▶ _Consignes à suivre_
Transcrivez à l'identique le passage de l'extrait fourni ci-dessous qui va de « Accouchement difficile » jusqu'à « de désorienter l’électeur. ».

▶ _Extrait fourni_
####################

Accouchement difficile

En relisant J. Duboin
par  P. BUGUET
Publication : mars 1978
Mise en ligne : 28 août 2008

APRES les grands battages complaisamment televises pour conditionner l’opinion publique, commencent les intarissables commentaires sur le rite electoral, pour achever de désorienter l’électeur.
Il n’est pas besoin d’être grand clerc pour imaginer que ces préoccupations sélectionnées, enfoncées dans la cervelle du Français moyen, porteront leur fruit : la prolongation du statu-quo économico- social.

POUR COMBIEN DE TEMPS ENCORE ?

NOUS ne lisons toujours pas dans le marc de café, mais nous pouvons dire qu’à la vitesse du développement du chômage et de la dévaluation ,le blocage dés échangés ne tardera plus longtemps à nous contraindre à un nouveau mode de répartition des biens.

CONSTAT DE FAIT

JACQUES Duboin écrivait, il y a 40 années C’est la production sous toutes ses formes (y compris les entreprises de transport, de vente, etc.) qui solvabilise les besoins des consommateurs, dans la mesure où ils participent.
Vouloir l’ignorer dans le bouleversant assaut des techniques de production auquel nous assistons c’est de l’inconscience ou du calcul intéressé. Eluder les adaptations comptables qui découlent de l’irréversible déclin du mode de solvabilisation de la consommation, ce n’est plus seulement de la suffisance inconsciente, c’est le mépris volontaire de l’intérêt collectif.

####################

▶ _Matériel présenté_

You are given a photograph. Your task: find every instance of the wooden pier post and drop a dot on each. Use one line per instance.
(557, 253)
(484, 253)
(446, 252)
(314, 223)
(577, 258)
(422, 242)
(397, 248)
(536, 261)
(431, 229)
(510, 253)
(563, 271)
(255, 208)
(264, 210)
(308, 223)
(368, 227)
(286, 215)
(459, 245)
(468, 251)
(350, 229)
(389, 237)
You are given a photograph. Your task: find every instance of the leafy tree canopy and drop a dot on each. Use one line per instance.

####################

▶ _Réponse attendue_
Accouchement difficile

En relisant J. Duboin
par  P. BUGUET
Publication : mars 1978
Mise en ligne : 28 août 2008

APRES les grands battages complaisamment televises pour conditionner l’opinion publique, commencent les intarissables commentaires sur le rite electoral, pour achever de désorienter l’électeur.